## WHAT YOU ARE ASKED TO DO:
Transcribe the line containing "Tag fir tree" and every line after it, exactly, through the end of the records.

## SUPPLIED RECORDS:
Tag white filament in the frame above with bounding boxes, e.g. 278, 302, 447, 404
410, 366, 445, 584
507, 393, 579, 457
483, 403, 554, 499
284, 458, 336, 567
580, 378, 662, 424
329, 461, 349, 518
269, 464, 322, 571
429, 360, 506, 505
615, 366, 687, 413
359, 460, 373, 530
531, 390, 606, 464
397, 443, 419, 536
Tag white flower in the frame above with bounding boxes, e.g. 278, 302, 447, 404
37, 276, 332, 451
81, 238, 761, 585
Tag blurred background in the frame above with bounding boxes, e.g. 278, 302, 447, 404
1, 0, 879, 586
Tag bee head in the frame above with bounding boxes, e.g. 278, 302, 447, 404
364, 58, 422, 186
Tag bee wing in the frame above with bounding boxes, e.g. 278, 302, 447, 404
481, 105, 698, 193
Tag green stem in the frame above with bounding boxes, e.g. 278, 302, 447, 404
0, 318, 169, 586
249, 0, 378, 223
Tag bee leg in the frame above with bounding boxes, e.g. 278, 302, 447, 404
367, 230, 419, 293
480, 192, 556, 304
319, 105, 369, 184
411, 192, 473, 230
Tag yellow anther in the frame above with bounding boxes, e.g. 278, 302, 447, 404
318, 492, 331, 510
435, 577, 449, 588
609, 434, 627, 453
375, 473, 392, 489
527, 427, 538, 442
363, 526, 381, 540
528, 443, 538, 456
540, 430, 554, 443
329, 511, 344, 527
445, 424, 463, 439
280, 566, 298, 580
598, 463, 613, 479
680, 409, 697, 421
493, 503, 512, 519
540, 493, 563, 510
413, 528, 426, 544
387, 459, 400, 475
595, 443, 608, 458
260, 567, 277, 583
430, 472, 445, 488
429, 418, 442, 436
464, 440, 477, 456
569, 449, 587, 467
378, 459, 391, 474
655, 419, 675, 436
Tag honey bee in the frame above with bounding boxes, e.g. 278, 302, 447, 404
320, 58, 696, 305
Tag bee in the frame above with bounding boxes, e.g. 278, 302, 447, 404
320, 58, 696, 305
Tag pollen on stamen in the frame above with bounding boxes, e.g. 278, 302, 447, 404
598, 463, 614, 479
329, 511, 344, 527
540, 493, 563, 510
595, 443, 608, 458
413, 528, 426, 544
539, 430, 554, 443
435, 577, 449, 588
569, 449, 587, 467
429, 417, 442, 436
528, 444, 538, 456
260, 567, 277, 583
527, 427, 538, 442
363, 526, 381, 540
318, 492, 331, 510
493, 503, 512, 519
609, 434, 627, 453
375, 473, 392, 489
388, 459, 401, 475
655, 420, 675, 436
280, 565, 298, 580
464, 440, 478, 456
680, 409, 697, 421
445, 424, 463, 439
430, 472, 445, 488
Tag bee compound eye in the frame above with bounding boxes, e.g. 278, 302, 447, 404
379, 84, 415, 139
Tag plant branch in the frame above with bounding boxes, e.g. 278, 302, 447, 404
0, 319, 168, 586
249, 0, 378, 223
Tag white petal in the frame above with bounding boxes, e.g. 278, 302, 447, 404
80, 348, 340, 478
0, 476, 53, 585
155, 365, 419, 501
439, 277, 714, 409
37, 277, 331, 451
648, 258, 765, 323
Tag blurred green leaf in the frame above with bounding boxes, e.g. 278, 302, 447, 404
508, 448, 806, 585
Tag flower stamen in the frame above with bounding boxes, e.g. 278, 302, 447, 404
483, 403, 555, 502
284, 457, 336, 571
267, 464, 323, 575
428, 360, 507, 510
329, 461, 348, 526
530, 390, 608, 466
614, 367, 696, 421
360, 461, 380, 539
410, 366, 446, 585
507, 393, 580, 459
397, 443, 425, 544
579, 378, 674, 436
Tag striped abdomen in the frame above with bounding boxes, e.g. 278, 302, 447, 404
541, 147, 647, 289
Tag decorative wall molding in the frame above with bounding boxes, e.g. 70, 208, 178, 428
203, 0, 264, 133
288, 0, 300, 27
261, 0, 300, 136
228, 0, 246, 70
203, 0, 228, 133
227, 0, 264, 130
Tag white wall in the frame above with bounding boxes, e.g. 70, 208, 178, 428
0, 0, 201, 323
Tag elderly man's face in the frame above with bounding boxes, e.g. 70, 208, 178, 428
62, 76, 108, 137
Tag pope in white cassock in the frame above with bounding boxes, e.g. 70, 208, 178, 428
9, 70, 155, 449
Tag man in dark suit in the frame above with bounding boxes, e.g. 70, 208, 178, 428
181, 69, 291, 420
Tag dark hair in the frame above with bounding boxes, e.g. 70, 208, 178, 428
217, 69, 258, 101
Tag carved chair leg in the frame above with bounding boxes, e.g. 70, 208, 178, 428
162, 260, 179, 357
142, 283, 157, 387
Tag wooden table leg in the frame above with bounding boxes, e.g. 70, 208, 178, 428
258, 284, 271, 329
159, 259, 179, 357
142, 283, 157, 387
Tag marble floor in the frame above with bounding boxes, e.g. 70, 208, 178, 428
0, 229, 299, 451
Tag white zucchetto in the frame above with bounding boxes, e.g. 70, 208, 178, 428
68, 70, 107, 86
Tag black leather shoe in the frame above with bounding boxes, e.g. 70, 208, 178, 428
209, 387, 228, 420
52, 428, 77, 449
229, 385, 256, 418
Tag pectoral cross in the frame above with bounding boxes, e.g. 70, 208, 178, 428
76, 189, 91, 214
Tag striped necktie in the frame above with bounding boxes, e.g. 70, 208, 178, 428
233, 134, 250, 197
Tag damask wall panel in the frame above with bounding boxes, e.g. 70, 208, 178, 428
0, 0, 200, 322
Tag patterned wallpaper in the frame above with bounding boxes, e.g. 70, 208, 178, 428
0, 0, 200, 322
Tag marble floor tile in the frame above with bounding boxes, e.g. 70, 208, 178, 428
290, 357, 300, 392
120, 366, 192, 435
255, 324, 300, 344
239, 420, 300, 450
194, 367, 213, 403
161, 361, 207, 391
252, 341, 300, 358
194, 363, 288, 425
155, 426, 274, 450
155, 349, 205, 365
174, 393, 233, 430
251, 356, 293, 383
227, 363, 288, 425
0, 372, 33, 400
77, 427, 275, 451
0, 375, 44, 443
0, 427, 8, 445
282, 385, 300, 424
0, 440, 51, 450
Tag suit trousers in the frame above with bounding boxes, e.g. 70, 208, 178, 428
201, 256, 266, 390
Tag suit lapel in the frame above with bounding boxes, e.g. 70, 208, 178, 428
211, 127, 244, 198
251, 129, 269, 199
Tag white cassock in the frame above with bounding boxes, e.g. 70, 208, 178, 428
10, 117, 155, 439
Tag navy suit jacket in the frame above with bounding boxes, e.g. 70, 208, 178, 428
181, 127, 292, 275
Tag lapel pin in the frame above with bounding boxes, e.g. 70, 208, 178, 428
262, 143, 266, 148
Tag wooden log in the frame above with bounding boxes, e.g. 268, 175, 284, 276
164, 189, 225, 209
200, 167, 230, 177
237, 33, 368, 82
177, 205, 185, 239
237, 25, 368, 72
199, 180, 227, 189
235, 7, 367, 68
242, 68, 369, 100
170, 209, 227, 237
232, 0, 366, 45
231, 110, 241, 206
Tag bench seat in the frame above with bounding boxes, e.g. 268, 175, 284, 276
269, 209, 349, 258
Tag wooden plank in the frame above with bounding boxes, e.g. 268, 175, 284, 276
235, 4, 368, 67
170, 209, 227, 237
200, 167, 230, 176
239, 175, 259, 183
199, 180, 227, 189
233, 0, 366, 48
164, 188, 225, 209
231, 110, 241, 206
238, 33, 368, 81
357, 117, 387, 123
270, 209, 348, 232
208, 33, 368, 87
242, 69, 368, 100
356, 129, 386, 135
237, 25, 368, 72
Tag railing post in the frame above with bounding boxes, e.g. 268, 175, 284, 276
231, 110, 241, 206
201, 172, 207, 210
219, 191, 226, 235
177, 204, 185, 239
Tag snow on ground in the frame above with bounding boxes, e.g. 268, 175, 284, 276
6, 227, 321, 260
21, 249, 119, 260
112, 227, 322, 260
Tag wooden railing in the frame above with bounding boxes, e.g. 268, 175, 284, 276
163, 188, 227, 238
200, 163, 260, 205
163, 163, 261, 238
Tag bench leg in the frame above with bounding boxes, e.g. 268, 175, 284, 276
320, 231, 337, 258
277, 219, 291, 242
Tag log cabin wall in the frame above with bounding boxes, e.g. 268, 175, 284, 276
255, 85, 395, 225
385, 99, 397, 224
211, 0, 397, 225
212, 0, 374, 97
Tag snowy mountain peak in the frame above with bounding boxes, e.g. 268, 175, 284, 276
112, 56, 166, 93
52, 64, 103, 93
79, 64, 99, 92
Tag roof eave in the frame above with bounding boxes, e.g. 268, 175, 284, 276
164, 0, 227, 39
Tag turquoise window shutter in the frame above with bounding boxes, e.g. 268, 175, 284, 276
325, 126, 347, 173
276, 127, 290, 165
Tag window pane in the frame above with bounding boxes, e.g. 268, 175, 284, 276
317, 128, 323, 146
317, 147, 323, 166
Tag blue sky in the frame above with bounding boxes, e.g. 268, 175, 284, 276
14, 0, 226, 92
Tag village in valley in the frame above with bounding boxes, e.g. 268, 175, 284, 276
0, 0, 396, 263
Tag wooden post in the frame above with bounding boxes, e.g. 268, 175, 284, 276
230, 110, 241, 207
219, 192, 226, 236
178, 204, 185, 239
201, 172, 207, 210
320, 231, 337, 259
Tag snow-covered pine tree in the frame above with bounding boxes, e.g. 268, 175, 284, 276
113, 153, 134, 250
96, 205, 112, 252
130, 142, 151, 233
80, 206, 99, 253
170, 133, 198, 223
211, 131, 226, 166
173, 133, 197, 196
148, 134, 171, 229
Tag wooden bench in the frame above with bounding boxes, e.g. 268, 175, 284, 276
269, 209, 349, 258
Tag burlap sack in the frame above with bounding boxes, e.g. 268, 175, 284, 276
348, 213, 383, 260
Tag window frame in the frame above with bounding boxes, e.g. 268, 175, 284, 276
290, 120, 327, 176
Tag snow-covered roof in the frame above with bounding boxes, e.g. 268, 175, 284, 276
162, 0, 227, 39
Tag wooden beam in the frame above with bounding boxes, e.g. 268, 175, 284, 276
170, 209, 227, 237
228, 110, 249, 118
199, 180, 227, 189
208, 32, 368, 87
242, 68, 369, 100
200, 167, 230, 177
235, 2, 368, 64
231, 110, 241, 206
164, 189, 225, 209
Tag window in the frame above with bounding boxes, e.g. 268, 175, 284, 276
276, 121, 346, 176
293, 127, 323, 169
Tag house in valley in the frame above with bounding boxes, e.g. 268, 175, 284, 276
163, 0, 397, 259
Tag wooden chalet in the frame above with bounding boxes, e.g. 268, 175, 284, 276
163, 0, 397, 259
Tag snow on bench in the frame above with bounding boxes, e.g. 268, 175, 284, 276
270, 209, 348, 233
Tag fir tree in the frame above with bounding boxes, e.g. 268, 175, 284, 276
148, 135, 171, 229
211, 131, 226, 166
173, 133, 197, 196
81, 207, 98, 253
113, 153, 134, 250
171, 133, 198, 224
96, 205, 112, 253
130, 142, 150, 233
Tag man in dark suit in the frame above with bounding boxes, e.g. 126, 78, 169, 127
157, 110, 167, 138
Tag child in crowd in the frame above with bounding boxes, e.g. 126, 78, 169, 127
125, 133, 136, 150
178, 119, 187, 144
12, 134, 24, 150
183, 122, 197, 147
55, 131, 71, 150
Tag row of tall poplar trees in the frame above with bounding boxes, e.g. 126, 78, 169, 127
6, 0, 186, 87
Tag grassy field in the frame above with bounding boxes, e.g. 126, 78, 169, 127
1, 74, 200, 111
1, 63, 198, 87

## ANSWER SPACE:
Tag fir tree in the frame above with bounding boxes, e.g. 268, 175, 284, 276
148, 135, 171, 229
211, 131, 226, 166
173, 133, 197, 196
81, 207, 98, 253
113, 153, 134, 250
171, 133, 198, 224
96, 205, 112, 253
130, 142, 150, 233
Tag man in dark suit in the frame above with bounding boxes, e.g. 126, 78, 169, 127
157, 110, 167, 138
Tag child in crowd in the frame above with bounding boxes, e.g. 126, 78, 169, 127
125, 133, 136, 150
178, 119, 187, 144
12, 134, 24, 150
183, 122, 197, 147
55, 131, 71, 150
Tag row of tall poplar trees in the frame above with bounding boxes, e.g. 126, 78, 169, 127
6, 0, 186, 87
Tag grassy field in the frame above with bounding boxes, e.g. 126, 78, 169, 127
1, 74, 200, 111
1, 63, 198, 87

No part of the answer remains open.